* **WORK TO DO**
Starting at the line that holds "[tag] one dot per instance, sample [1019,742].", restate every line word for word up to and including the last one in the listing below, and omit all pictures.

(Data entries)
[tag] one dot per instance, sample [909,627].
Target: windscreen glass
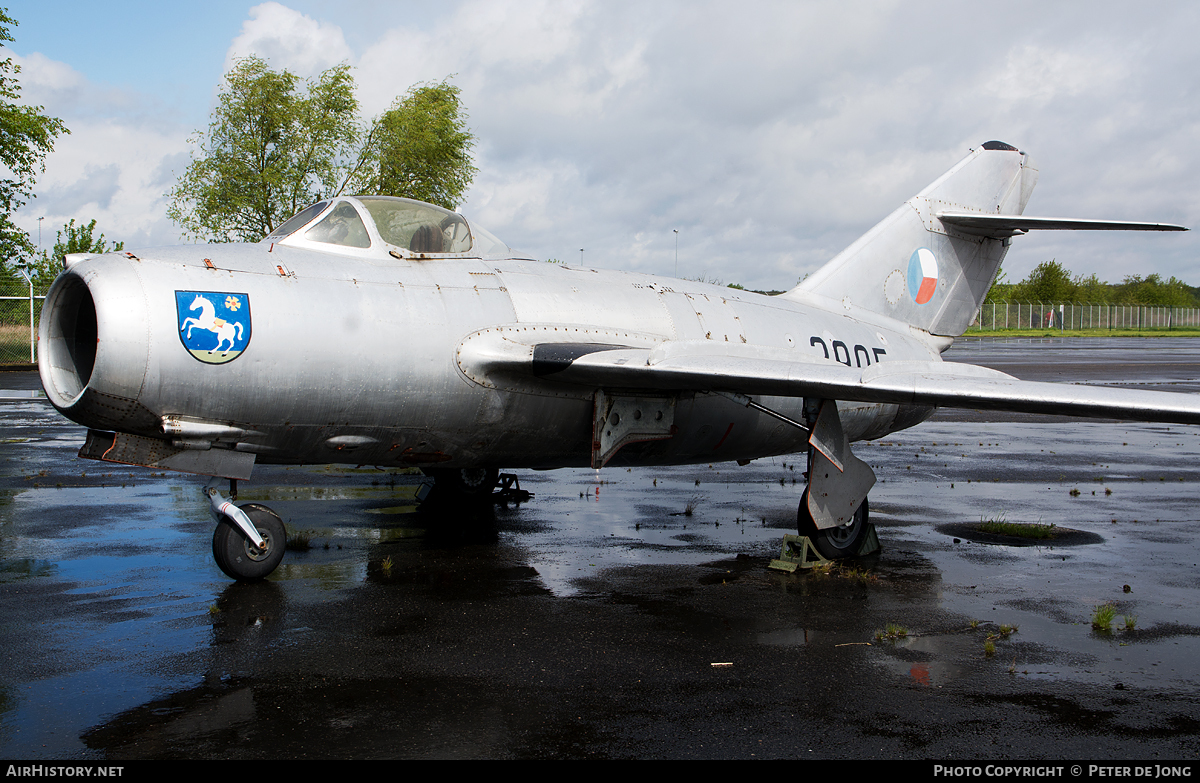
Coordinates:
[342,226]
[297,221]
[418,227]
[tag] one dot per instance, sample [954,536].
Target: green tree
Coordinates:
[72,239]
[277,143]
[1049,281]
[27,136]
[420,148]
[1153,291]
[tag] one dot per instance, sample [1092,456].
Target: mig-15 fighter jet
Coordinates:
[387,332]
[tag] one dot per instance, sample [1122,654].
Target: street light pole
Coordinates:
[677,251]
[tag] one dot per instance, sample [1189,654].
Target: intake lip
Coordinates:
[94,345]
[67,340]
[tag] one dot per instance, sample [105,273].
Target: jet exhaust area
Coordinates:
[621,614]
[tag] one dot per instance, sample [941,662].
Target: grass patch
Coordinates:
[1001,526]
[892,632]
[1102,617]
[1180,332]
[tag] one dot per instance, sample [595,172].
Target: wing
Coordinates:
[498,359]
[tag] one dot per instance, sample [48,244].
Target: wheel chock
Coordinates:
[797,553]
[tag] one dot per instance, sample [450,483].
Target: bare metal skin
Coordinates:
[385,332]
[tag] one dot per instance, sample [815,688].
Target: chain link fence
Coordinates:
[1081,316]
[21,306]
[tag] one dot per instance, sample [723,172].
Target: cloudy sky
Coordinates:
[771,135]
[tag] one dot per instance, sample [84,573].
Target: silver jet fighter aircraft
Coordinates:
[388,332]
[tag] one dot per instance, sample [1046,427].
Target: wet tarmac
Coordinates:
[601,620]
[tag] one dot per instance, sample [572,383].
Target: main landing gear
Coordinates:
[834,512]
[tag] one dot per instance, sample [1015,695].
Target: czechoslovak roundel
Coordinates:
[922,275]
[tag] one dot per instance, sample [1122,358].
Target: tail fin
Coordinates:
[929,272]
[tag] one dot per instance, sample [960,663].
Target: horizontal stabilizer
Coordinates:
[988,225]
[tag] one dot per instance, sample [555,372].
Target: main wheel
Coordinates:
[468,483]
[834,542]
[241,560]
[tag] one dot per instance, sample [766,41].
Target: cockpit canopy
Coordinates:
[385,223]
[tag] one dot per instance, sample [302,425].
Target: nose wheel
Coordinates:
[241,559]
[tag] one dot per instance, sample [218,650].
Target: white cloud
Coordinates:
[769,133]
[289,40]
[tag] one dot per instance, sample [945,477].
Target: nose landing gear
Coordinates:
[249,542]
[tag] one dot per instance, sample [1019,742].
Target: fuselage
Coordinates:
[355,359]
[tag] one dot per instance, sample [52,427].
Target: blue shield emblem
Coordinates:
[214,327]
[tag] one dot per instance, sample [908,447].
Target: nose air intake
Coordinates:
[95,345]
[69,340]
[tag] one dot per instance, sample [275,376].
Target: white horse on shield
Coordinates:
[208,320]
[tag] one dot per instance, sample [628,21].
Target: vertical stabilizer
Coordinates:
[916,268]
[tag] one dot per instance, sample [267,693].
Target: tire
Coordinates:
[468,483]
[834,542]
[241,560]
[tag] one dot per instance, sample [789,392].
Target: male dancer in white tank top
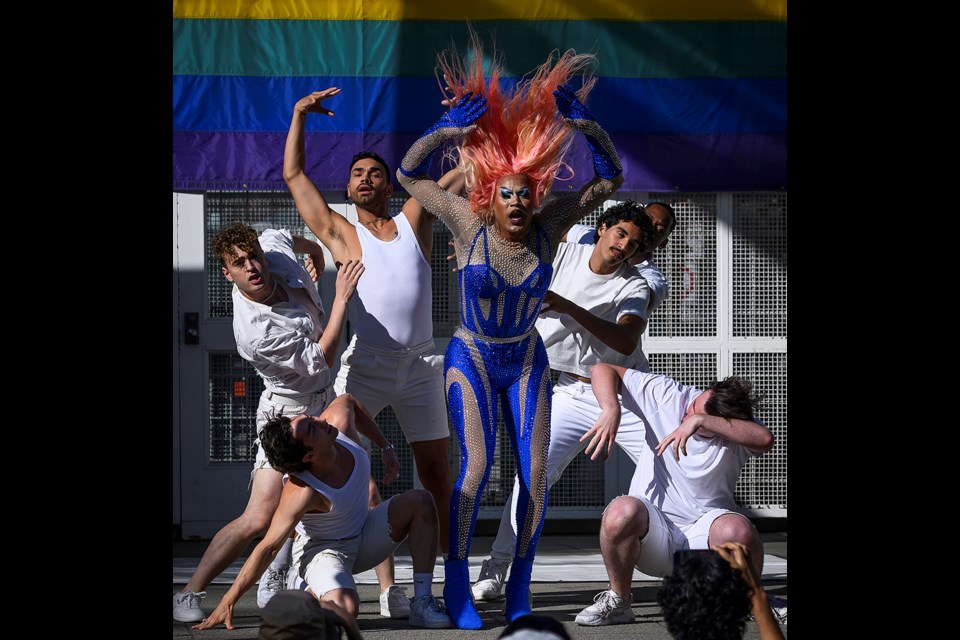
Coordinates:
[324,499]
[387,361]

* **EXPECTED ANSWER**
[tag] one dot per instance, sample [1019,742].
Target: fuselage
Coordinates:
[355,359]
[tag] one dot per instance, sample [52,427].
Target: blue shield emblem
Coordinates:
[214,327]
[tag] one dot per instance, sample [908,447].
Target: nose air intake
Coordinates:
[95,345]
[69,340]
[tag] one dot per instance, sample [275,376].
Target: white horse on shield
Coordinates:
[208,320]
[tag] one dot per instance, sample [628,21].
Target: vertical stabilizer
Coordinates:
[916,268]
[tag] one dot per instance, sample [267,693].
Target: tire
Coordinates:
[468,483]
[834,542]
[241,560]
[tag] one dot per instance, sample [789,392].
Target: male dancer in white tank top
Coordinates:
[324,499]
[387,361]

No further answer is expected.